◆ TASK DETAILS
Rewrite all the records below with every "positive clicks" replaced by "foreground clicks" and everything else left as it is. Omit the pictures.

◆ EXERCISE INPUTS
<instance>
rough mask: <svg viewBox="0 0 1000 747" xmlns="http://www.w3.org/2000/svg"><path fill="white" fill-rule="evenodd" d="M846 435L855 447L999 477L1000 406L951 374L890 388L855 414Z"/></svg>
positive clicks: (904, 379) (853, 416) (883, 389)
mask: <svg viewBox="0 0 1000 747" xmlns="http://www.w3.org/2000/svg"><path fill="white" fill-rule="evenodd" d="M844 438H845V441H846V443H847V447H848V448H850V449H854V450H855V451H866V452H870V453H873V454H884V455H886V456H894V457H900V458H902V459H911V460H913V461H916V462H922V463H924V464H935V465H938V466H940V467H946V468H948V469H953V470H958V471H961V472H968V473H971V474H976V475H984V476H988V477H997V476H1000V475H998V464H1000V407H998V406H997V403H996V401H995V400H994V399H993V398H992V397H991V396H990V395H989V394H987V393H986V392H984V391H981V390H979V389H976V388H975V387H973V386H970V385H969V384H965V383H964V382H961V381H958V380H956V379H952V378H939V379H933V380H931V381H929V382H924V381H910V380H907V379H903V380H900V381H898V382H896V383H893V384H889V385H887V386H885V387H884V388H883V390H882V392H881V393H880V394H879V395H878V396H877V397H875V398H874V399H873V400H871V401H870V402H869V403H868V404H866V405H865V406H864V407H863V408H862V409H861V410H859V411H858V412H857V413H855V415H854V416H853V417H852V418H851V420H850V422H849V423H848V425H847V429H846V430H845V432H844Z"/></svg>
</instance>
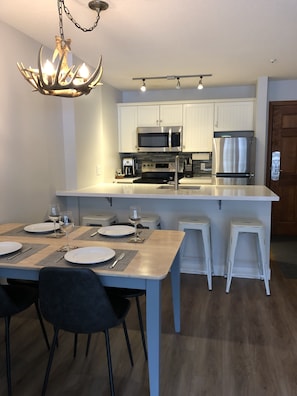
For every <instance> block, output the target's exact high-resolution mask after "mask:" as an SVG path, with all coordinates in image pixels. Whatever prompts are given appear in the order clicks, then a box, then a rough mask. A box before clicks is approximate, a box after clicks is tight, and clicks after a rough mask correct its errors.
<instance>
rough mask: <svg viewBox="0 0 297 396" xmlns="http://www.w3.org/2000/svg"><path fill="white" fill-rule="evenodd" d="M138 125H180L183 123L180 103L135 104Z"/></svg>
mask: <svg viewBox="0 0 297 396" xmlns="http://www.w3.org/2000/svg"><path fill="white" fill-rule="evenodd" d="M137 113H138V126H140V127H145V126H180V125H183V106H182V104H166V105H165V104H164V105H163V104H162V105H158V104H156V105H143V106H137Z"/></svg>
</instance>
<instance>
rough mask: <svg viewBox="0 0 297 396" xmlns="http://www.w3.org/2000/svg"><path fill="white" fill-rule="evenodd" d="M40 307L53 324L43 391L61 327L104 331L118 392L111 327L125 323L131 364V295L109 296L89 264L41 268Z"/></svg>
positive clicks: (39, 273) (110, 368)
mask: <svg viewBox="0 0 297 396" xmlns="http://www.w3.org/2000/svg"><path fill="white" fill-rule="evenodd" d="M39 299H40V309H41V312H42V314H43V316H44V318H45V319H46V320H47V321H48V322H50V323H51V324H52V325H53V327H54V336H53V340H52V344H51V349H50V355H49V359H48V364H47V368H46V373H45V378H44V383H43V388H42V395H43V396H44V395H45V393H46V388H47V384H48V380H49V374H50V370H51V366H52V362H53V357H54V352H55V349H56V343H57V339H58V334H59V330H64V331H68V332H71V333H74V334H88V335H89V334H92V333H98V332H103V333H104V335H105V345H106V354H107V363H108V374H109V385H110V393H111V395H112V396H114V395H115V391H114V381H113V371H112V360H111V349H110V338H109V329H110V328H113V327H116V326H118V325H119V324H122V325H123V328H124V333H125V338H126V343H127V347H128V352H129V357H130V362H131V365H132V366H133V358H132V352H131V346H130V341H129V336H128V331H127V327H126V322H125V317H126V315H127V313H128V311H129V308H130V301H129V300H128V299H124V298H120V297H116V296H111V297H109V296H108V295H107V293H106V291H105V288H104V286H103V285H102V283H101V281H100V279H99V277H98V276H97V275H96V274H95V273H94V272H93V271H92V270H91V269H89V268H57V267H46V268H42V269H41V270H40V273H39Z"/></svg>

◆ ANSWER BOX
<instance>
rough mask: <svg viewBox="0 0 1000 747" xmlns="http://www.w3.org/2000/svg"><path fill="white" fill-rule="evenodd" d="M846 435L855 447L999 477L1000 406L951 374L890 388L855 414Z"/></svg>
foreground clicks: (904, 379) (853, 416) (883, 389)
mask: <svg viewBox="0 0 1000 747" xmlns="http://www.w3.org/2000/svg"><path fill="white" fill-rule="evenodd" d="M844 438H845V441H846V443H847V447H848V448H850V449H854V450H855V451H866V452H870V453H873V454H884V455H886V456H894V457H900V458H902V459H911V460H913V461H916V462H922V463H924V464H935V465H938V466H940V467H946V468H948V469H953V470H958V471H961V472H968V473H971V474H976V475H984V476H988V477H997V476H1000V475H998V464H1000V407H998V406H997V403H996V401H995V400H994V399H993V398H992V397H991V396H990V395H989V394H987V393H986V392H984V391H981V390H979V389H976V388H975V387H973V386H970V385H969V384H965V383H964V382H961V381H958V380H956V379H952V378H939V379H933V380H931V381H929V382H924V381H910V380H907V379H903V380H900V381H898V382H896V383H893V384H889V385H887V386H885V387H884V388H883V390H882V392H881V393H880V394H879V395H878V396H877V397H875V398H874V399H873V400H871V401H870V402H869V403H868V404H866V405H865V406H864V407H863V408H862V409H861V410H859V411H858V412H857V413H855V415H854V416H853V417H852V418H851V420H850V422H849V423H848V425H847V429H846V430H845V432H844Z"/></svg>
</instance>
For every <instance> block, output the target's exact high-resolution mask after "mask:" as an SVG path, with all coordinates in image pixels. Whatever prompts are given appear in the order clicks, then a box, then a rough mask. A box before clicks is approximate, a box after clicks is tight, and clicks after a rough mask correct its errors.
<instance>
rough mask: <svg viewBox="0 0 297 396" xmlns="http://www.w3.org/2000/svg"><path fill="white" fill-rule="evenodd" d="M138 125H180L183 123L180 103L135 104Z"/></svg>
mask: <svg viewBox="0 0 297 396" xmlns="http://www.w3.org/2000/svg"><path fill="white" fill-rule="evenodd" d="M137 113H138V126H140V127H145V126H180V125H183V106H182V104H166V105H165V104H164V105H163V104H162V105H158V104H156V105H143V106H137Z"/></svg>
</instance>
<instance>
rough mask: <svg viewBox="0 0 297 396" xmlns="http://www.w3.org/2000/svg"><path fill="white" fill-rule="evenodd" d="M40 307L53 324L43 391L61 327L104 331L118 392L111 327L125 323L131 364V295L109 296L89 264L41 268Z"/></svg>
foreground clicks: (39, 273) (110, 368)
mask: <svg viewBox="0 0 297 396" xmlns="http://www.w3.org/2000/svg"><path fill="white" fill-rule="evenodd" d="M39 299H40V309H41V312H42V314H43V316H44V318H45V319H46V320H47V321H48V322H50V323H51V324H52V325H53V327H54V336H53V340H52V344H51V349H50V355H49V359H48V364H47V368H46V373H45V378H44V383H43V388H42V395H43V396H44V395H45V393H46V388H47V384H48V380H49V374H50V370H51V366H52V362H53V357H54V352H55V349H56V343H57V339H58V334H59V330H64V331H68V332H71V333H74V334H88V335H89V334H92V333H98V332H103V333H104V335H105V345H106V354H107V363H108V374H109V385H110V393H111V395H112V396H114V395H115V391H114V381H113V371H112V360H111V349H110V338H109V329H110V328H113V327H116V326H118V325H119V324H122V325H123V328H124V333H125V338H126V343H127V347H128V352H129V357H130V362H131V365H132V366H133V358H132V352H131V346H130V341H129V336H128V331H127V327H126V322H125V317H126V315H127V313H128V311H129V308H130V301H129V300H128V299H124V298H120V297H116V296H111V297H109V296H108V295H107V293H106V291H105V288H104V286H103V285H102V283H101V281H100V279H99V277H98V276H97V275H96V274H95V273H94V272H93V271H92V270H91V269H89V268H57V267H46V268H42V269H41V270H40V273H39Z"/></svg>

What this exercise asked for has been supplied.